- Text segment

C. An Example of 2 different solution selections and the

resulting compensation:

How much error results from treating natural water as if it were KCl at
15°C?

A tap water solution should be compensated as 442 with a tempco of
1.68 %/°C, where the KCl value used would be 1.90 %/°C.

Suppose a measurement at 15°C (or 59°F) is 900 microsiemens of true
uncompensated conductivity.

Using a 442 correction of 10 (degrees below 25) x 1.68% indicates the
solution is reading 16.8% low. For correction, dividing by (.832) yields
1082 microsiemens as a compensated reading.

A KCl correction of 10 (degrees below 25) x 1.9% indicates the solution
is reading 19% low. Dividing by (.81) yields 1111 microsiemens for a
compensated reading. The difference is 29 out of 1082 = 2.7%.

D. A Chart of Comparative Error

In the range of 1000 µS, the error using KCl on a solution that should be
compensated as NaCl or as 442, is shown in the graph below.

Users wanting to measure natural water based solutions to 1% would
have to alter the internal compensation to the more suitable preloaded
“442” values or stay close to 25°C. Some who have standardized to KCl
based compensation may want to stick with it, regardless of increasing
error as you get further from 25°C. The ARH1 will provide the repeatability
and convertibility of data needed for relative values for process control.

E. Other Solutions

A salt solution like sea water or liquid fertilizer acts like NaCl. An internal
correction for NaCl can be selected for greatest accuracy with such
solutions. Many solutions are not at all similar to KCl, NaCl or 442. A sugar
solution, or a silicate, or a calcium salt at a high or low temperature may
require a value peculiar to the application to provide readings close to the
true compensated conductivity.

- Entries supplied

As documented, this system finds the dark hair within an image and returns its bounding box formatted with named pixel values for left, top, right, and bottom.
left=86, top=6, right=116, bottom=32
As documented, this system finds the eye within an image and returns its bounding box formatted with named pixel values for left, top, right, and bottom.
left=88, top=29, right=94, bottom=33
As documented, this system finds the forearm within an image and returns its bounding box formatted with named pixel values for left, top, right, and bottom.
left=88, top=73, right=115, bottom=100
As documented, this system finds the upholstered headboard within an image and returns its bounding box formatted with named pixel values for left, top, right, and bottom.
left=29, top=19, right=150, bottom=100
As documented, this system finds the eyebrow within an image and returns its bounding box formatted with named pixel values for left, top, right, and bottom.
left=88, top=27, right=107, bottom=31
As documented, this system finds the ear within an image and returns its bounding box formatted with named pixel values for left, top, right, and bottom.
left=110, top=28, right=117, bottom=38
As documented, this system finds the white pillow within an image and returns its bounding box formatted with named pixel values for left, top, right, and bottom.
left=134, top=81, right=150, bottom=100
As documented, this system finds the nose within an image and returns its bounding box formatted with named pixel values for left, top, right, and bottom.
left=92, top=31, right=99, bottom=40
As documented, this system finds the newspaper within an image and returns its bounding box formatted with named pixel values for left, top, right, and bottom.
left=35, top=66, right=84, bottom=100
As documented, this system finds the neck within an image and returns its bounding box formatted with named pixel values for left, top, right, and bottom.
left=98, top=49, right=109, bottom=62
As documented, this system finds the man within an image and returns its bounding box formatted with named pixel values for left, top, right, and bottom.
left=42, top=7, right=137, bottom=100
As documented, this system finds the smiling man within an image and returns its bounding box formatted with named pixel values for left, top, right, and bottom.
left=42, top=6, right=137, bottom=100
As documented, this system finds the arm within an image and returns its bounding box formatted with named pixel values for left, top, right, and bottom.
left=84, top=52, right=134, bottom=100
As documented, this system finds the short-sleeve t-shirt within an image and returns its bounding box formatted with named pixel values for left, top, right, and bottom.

- Tasks
1) Condense the paragraph of the temperature compensation excerpt that begins "A salt solution like sea water" into a brief bulleted list, keeping its main facts.
2) Transcribe the stretch of the temperature compensation excerpt from "D. A Chart of" through "the graph below.".
The material has no connection to the temperature compensation excerpt.

- Replies
1)
- Salt solutions such as sea water or liquid fertilizer behave like NaCl.
- Selecting the internal NaCl correction gives the greatest accuracy for these solutions.
- Many solutions resemble none of KCl, NaCl or 442.
- A sugar solution, a silicate, or a calcium salt at high or low temperature may need an application-specific value to read close to the true compensated conductivity.

2)
D. A Chart of Comparative Error

In the range of 1000 µS, the error using KCl on a solution that should be
compensated as NaCl or as 442, is shown in the graph below.